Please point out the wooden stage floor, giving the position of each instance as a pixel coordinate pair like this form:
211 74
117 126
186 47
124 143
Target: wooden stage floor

==========

#### To do:
Transcribe every entry word for word.

#### Exercise result:
Please point out the wooden stage floor, giving the position of each instance as a pixel coordinate pair like this form:
211 74
117 126
186 47
124 143
Target: wooden stage floor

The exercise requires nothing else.